##### Records
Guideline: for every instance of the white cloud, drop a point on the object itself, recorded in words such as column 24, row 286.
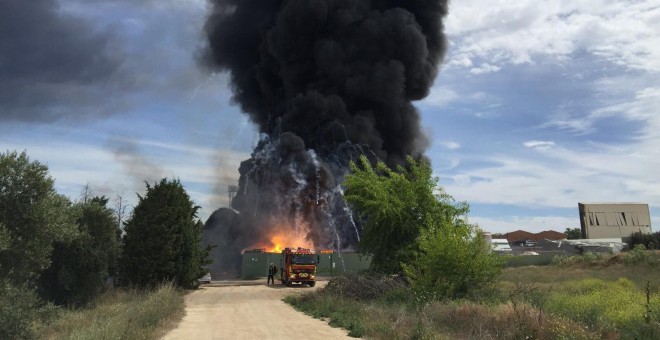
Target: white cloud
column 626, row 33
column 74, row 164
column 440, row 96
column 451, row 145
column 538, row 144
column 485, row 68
##########
##### Records
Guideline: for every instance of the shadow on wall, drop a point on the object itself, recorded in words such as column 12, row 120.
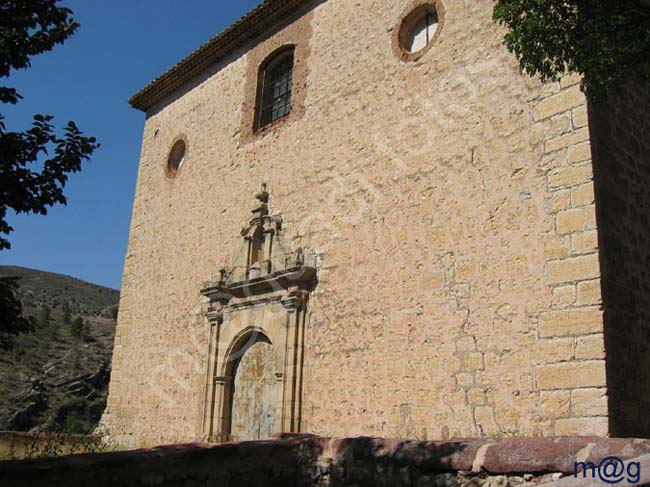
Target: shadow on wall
##########
**What is expected**
Search the listing for the string "object". Copy each line where it turns up.

**Result of this exercise**
Guideline: for every instance of the white cloud, drop a point on the object itself, recorded in words such as column 24, row 286.
Guideline: for every instance of the shadow on wall, drop a point on the object itself, recorded in words such as column 12, row 120.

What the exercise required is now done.